── Extracted information ──

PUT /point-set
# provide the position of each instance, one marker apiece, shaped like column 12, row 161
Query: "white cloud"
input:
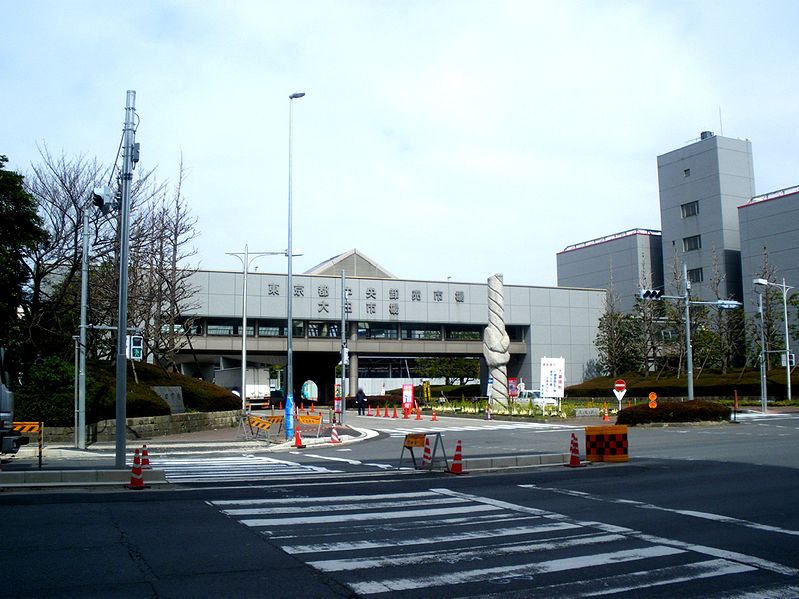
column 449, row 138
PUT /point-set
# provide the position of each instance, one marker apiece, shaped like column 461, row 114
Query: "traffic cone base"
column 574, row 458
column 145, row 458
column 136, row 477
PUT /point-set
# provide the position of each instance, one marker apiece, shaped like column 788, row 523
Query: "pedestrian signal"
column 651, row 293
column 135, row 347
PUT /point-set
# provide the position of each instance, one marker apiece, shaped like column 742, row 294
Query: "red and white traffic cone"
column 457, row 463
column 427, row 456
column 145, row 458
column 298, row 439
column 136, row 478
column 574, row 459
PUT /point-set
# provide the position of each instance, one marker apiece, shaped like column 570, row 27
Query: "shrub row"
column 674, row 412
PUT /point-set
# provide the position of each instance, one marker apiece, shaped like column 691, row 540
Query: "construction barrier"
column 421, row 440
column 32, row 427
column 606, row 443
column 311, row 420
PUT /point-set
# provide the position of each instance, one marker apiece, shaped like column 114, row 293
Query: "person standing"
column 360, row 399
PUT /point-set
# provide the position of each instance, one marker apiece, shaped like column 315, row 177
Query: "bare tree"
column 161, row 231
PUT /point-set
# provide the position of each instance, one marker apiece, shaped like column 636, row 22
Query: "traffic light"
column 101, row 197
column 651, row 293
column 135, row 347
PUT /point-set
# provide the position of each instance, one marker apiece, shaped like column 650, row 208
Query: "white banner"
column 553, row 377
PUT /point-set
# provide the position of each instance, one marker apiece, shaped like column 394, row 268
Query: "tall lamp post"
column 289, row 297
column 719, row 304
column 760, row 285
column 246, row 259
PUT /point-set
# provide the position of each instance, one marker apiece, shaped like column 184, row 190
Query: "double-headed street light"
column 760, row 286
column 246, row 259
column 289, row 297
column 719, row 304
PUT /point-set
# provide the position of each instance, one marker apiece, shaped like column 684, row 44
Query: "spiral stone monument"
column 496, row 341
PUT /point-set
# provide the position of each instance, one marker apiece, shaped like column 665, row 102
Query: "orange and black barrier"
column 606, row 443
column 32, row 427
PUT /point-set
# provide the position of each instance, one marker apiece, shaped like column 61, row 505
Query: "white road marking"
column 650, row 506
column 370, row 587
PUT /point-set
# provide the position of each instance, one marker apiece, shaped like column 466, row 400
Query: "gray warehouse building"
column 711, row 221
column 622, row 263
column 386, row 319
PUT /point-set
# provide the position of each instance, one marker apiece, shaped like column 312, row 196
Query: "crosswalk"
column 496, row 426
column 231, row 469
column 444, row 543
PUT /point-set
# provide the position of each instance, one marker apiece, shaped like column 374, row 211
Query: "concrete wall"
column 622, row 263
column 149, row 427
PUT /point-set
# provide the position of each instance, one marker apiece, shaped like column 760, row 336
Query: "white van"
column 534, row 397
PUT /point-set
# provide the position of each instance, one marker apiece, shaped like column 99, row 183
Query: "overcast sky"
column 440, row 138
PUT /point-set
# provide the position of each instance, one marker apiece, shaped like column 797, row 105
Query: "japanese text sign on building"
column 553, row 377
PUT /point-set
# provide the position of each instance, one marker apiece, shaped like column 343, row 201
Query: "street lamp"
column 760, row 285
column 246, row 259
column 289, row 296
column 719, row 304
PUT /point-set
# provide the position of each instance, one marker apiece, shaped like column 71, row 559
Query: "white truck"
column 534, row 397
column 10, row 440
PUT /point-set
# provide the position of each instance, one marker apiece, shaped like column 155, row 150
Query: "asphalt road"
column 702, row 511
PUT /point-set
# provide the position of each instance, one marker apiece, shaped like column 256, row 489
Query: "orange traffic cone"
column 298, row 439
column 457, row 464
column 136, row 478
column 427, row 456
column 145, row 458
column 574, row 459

───
── Extracted information ──

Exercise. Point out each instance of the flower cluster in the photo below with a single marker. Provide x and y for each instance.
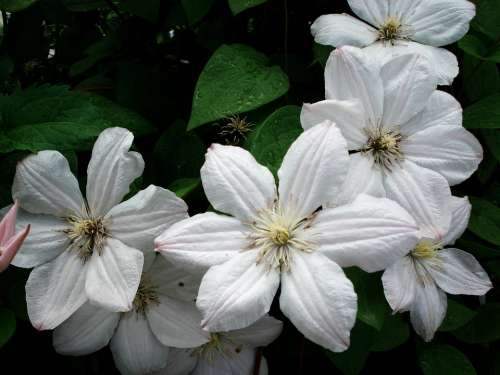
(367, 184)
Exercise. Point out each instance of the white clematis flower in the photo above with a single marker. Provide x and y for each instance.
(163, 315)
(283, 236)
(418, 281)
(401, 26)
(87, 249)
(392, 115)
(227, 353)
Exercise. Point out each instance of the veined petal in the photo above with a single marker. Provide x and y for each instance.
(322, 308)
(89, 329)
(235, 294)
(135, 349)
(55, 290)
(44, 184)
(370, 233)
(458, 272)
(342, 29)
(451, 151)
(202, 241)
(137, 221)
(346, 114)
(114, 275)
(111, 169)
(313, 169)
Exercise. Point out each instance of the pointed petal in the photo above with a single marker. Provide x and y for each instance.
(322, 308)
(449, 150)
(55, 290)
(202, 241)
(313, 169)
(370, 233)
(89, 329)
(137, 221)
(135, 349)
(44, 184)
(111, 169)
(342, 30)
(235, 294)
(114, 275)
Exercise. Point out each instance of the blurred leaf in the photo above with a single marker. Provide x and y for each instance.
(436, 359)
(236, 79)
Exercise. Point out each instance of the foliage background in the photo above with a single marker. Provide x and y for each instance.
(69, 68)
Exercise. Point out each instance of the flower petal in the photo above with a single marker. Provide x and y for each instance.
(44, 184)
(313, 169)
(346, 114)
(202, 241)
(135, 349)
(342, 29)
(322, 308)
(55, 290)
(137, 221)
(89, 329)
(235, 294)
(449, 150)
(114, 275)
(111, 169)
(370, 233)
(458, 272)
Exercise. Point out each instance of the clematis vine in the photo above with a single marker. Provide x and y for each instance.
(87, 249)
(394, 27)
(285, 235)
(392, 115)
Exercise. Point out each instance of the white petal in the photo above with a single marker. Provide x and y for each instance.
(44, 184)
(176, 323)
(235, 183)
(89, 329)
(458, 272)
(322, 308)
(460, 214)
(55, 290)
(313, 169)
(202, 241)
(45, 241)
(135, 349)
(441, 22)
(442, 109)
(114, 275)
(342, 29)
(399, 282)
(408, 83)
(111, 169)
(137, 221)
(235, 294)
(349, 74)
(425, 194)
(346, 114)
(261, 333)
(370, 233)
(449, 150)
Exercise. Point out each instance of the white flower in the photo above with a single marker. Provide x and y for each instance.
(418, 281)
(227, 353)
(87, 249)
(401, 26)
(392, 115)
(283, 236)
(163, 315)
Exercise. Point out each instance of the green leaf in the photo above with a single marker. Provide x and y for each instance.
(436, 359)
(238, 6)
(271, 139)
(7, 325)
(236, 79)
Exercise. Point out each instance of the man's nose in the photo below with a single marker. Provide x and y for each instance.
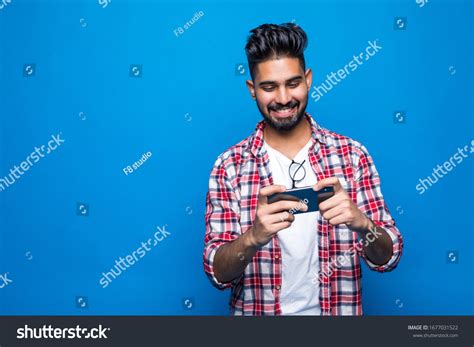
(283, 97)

───

(Objective)
Extract every line of the listing that contains the word "lamp", and copy each one out in full.

(Response)
Query: "tall lamp post"
Query: "street lamp"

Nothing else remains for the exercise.